**Task details**
Copy out, character for character, everything in the rows below from the line containing "Where can you find the chevrolet" down to the end of the rows.

**Material for this task**
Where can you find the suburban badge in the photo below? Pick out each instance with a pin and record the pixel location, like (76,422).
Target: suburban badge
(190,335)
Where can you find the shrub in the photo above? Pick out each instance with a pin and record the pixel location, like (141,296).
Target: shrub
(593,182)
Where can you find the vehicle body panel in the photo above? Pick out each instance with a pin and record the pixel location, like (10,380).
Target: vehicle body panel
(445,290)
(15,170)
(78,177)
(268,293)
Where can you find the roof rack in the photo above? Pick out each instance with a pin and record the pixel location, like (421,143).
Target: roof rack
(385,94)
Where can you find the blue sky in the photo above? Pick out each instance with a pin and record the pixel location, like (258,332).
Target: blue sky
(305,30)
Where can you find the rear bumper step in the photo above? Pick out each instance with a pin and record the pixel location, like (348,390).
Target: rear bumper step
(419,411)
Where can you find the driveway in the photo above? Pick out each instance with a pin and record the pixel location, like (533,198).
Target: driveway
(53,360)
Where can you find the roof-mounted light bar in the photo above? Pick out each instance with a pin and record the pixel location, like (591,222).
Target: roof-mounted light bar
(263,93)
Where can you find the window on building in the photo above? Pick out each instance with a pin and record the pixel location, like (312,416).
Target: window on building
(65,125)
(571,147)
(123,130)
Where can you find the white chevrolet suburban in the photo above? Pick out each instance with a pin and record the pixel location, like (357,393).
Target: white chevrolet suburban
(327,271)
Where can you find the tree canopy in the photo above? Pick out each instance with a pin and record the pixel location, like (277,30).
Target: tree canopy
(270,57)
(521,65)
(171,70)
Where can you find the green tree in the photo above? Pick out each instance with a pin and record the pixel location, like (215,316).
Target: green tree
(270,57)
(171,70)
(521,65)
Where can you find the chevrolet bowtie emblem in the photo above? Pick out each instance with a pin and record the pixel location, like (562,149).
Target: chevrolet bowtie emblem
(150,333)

**Exercise response**
Where can you find the chevrolet bowtie emblem in the photo above? Pick out each instance with a pin and record the pixel location, like (562,149).
Target: chevrolet bowtie emblem
(150,333)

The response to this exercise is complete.